Wer den Wind reitet

Ich habe dieses Buch vor etwa zwanzig Jahren zum erstenmal gelesen. Damals hatte ich es in einer Bücherei entdeckt und verschlang es mehrere Male hintereinander. Alles, was ich darin las, klang fremd und exotisch und ich verstand fast nichts von dem, was darin angesprochen wird. Später habe ich das Buch gebraucht gekauft, da es nicht mehr im Handel erhältlich war. Ich habe es immer wieder gelesen, weil ich fühlte, dass da etwas wahres dran ist aber ich fand nie einen Zugang – das waren nur Worte. Zwar ist mir der Sinn mancher Erklärungen nach und nach aufgegangen aber nie der ganze Sinn aller Erklärungen.

DATENABSCHNITT:
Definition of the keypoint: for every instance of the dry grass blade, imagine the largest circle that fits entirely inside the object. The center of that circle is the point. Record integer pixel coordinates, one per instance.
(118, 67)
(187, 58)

AUFGABEN:
**a.** Gib den Text zu „Wer den Wind reitet“ zwischen "Ich habe dieses" und "Sinn aller Erklärungen." einschließlich wieder und ersetze darin "Bücherei" durch "Bibliothek".
**b.** Aus welchem Grund wurde das Buch laut dem Text zu „Wer den Wind reitet“ gebraucht gekauft?

ERGEBNISSE JE AUFGABE:
**a.**
Ich habe dieses Buch vor etwa zwanzig Jahren zum erstenmal gelesen. Damals hatte ich es in einer Bibliothek entdeckt und verschlang es mehrere Male hintereinander. Alles, was ich darin las, klang fremd und exotisch und ich verstand fast nichts von dem, was darin angesprochen wird. Später habe ich das Buch gebraucht gekauft, da es nicht mehr im Handel erhältlich war. Ich habe es immer wieder gelesen, weil ich fühlte, dass da etwas wahres dran ist aber ich fand nie einen Zugang – das waren nur Worte. Zwar ist mir der Sinn mancher Erklärungen nach und nach aufgegangen aber nie der ganze Sinn aller Erklärungen.

**b.** Es war nicht mehr im Handel erhältlich.